Tasks to complete >>
- A) Print the passage of the article on relationships with money that begins at the words "Factors That Impact" and stops after the words "dealing with it.".
- B) Translate this sentence from the article on relationships with money into Spanish: "It also helps people to know what archetypes complement their own."
- C) Using the article on relationships with money, answer yes or no to each statement and quote the words that decide it.
(i) Eight financial archetypes have already been covered.
(ii) The quoted Huffington Post passage gives checking your bank balance often as an example of avoidance.
(iii) Managing stress will be an additional expense.

Extract >>
*** Begin section ***
By Phil West, WCI Contributor
If you’re in a bad relationship with money, you should change that. In fact, transforming your relationship with money might be one of the more important things you do in building your financial future. It’s one thing to be able to make money, but it’s another thing entirely to transform your relationship with money so you can grow it.
We've already covered eight financial archetypes to describe people’s different relationships with money. While they provide some pretty broad brushstrokes as to how people might save and spend, they are helpful to determine what your tendencies are (or, at the very least, what they’re not) and how they might need to change. It also helps people to know what archetypes complement their own.
What Is a Bad Relationship with Money?
This is a complicated question, but one of the biggest red flags comes when you’re not addressing what you should be addressing—whether you’re someone struggling to make ends meet or you’re someone who has plenty of money but isn’t being as attentive about investments as you should be.
As a Huffington Post article pointed out:
“Avoidance is a coping behavior that mental health specialists have identified as being used in a number of situations, and if you find yourself leaning into avoidance to deal with your money habits—like ignoring your debt or not checking your bank balance—you are exhibiting unhealthy behavior when it comes to money.”
The same article points out that “limiting” beliefs about money—such as the maxim “money is the root of all evil”— can affect your relationship with money adversely.
The financial archetypes get at some of the emotions that can bridge to money behaviors, such as the Guardian’s worry or the Saver’s belief in money providing security leading to more saving and less spending. If your beliefs prevent you from taking certain steps in your financial plan that would be best for you, then you should be concerned about those and work to change them.
Factors That Impact Your Relationship with Money
Stress is a big factor, obviously. Whether you resort to “retail therapy” to alleviate stress or you invest in therapy or other healthy ways to cope, managing stress will be an additional expense. But it will also be something that will allow you to continue to earn money. If the stress consumes you and affects how much you can earn, that can be more harmful than not dealing with it.
*** End section ***
Dataset content >>
*** Begin section ***
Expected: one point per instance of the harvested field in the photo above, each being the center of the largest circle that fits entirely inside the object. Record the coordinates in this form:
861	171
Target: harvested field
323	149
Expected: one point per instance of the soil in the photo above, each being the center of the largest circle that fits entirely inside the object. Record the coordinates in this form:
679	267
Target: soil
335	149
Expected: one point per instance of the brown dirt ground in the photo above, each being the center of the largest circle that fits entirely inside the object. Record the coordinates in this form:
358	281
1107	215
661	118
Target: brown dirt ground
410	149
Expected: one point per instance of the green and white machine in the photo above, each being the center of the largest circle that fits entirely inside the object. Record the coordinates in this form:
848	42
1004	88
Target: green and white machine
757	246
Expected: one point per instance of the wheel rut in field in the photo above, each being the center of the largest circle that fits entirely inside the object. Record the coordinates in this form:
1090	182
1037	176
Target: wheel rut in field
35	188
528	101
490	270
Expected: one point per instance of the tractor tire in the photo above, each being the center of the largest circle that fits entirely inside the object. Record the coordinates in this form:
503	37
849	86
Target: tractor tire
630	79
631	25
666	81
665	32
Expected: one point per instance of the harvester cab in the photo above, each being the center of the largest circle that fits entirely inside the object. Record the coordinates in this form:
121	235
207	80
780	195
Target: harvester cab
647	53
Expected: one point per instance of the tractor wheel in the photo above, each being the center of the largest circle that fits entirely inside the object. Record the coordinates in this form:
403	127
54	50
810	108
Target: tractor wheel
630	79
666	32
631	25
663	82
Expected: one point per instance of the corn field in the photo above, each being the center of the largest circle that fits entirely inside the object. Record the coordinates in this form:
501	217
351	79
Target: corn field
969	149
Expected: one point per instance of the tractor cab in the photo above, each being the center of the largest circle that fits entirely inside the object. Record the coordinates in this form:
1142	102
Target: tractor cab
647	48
*** End section ***
Answers to each task >>
- A)
Factors That Impact Your Relationship with Money
Stress is a big factor, obviously. Whether you resort to “retail therapy” to alleviate stress or you invest in therapy or other healthy ways to cope, managing stress will be an additional expense. But it will also be something that will allow you to continue to earn money. If the stress consumes you and affects how much you can earn, that can be more harmful than not dealing with it.

- B) También ayuda a las personas a saber qué arquetipos complementan el suyo.

- C)
(i) Yes: "We've already covered eight financial archetypes"
(ii) No: "like ignoring your debt or not checking your bank balance"
(iii) Yes: "managing stress will be an additional expense"